TEXT SHOWN:

* begin *

I couldn't find any bug that was filed to make this change.

Anyway since dmidecode acts like a regular program (eg you can still run it
from the command line even though it has this label) I suppose there is no
problem making a similar change to nbdkit.

Comment 4 Laszlo Ersek 2023-04-05 09:21:00 UTC
The upstream selinux-policy repository has several commits on dmidecode. They are not well explained however :(

The commit that introduces a policy for dmidecode seems to be 20e306e2de6e ("add dmidecode", 2005-09-27). dmidecode parses SMBIOS information from physical RAM ("/dev/mem"), hence a particular policy for it I guess. The rest of the dmidecode-related policy commits seem to be about what other programs are allowed to run dmidecode for this purpose. Three recent(-ish) examples:

commit c95cf07cea17f548daee8f47b9580120b63dedc2
Author: Zdenek Pytela <zpytela>
Date:   Thu Aug 11 16:47:57 2022 +0200

    Allow sysadm_t read raw memory devices
    
    In particular, this permission is requested when subscription-manager
    wants to read SMBIOS/DMI details of the system because the implementation
    in the python-dmidecode library reads /dev/mem directly.
    
    Addresses the following AVC denial:
    [...]
    Resolves: rhbz#2101341

commit 9a2846b5ec06620f5246bf24fa687a399b195cc1
Author: Zdenek Pytela <zpytela>
Date:   Tue Feb 9 10:41:13 2021 +0100

    Add integrity lockdown permission into dev_read_raw_memory()
    
    Since adding the lockdown class to selinux-policy, the integrity
    permission starts to be checked on each access of (among others)
    /dev/mem, /dev/kmem, and /dev/port.
    The permission to read raw memory device is allowed in the
    dev_read_raw_memory() interface, so the the integrity lockdown
    permission was added to this interface.
    Example of services requiring this access is biosdecode running
    in the dmidecode_t domain.
    
    There are other interfaces to write, rx, wx raw memory, but they
    either call dev_read_raw_memory() directly or are called from adjacent
    lines in the policy.
    
    The dev_raw_memory_reader() and dev_raw_memory_write() do not seem
    to have effect in this matter.
    
    Resolves: rhbz#1926696

commit 432128e4ff3d060069f3cd9f02106839c064317a
Author: Lukas Vrabec <lvrabec>
Date:   Wed Oct 25 13:25:55 2017 +0200

    Allow dmidecode to read rhsmcert_log_t files

Comment 6 Richard W.M. Jones 2023-04-05 11:35:18 UTC
I'm reassigning this bug to selinux-policy since I do not have any idea
what to do about it, neither what an ideal policy should look like, nor
how to implement that policy.  Hopefully someone on the SELinux team
can give us advice.

Comment 7 Jonathon Jongsma 2023-04-05 15:35:41 UTC
So, I have the very beginnings of a selinux policy started here that appears to work for my extremely limited testing. It runs as unconfined_t when started from the commandline and runs as nbdkit_t when started from a virtd_t process (e.g. system libvirt). I'm sure there are a lot of things missing and a lot of things that don't adhere to best practices since this is my first time dealing with selinux policies.

* end *

STORED DATA:
* begin *

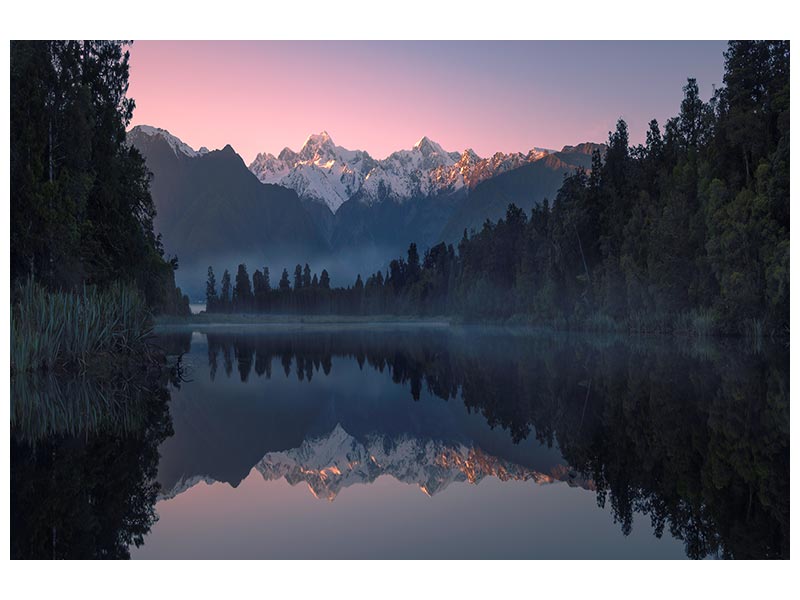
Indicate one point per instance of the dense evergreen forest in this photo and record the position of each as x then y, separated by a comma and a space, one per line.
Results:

* end *

Rewrite the bug discussion, beginning at "Comment 6 Richard" and stopping after "with selinux policies.", with "commandline" changed to "command line".

Comment 6 Richard W.M. Jones 2023-04-05 11:35:18 UTC
I'm reassigning this bug to selinux-policy since I do not have any idea
what to do about it, neither what an ideal policy should look like, nor
how to implement that policy.  Hopefully someone on the SELinux team
can give us advice.

Comment 7 Jonathon Jongsma 2023-04-05 15:35:41 UTC
So, I have the very beginnings of a selinux policy started here that appears to work for my extremely limited testing. It runs as unconfined_t when started from the command line and runs as nbdkit_t when started from a virtd_t process (e.g. system libvirt). I'm sure there are a lot of things missing and a lot of things that don't adhere to best practices since this is my first time dealing with selinux policies.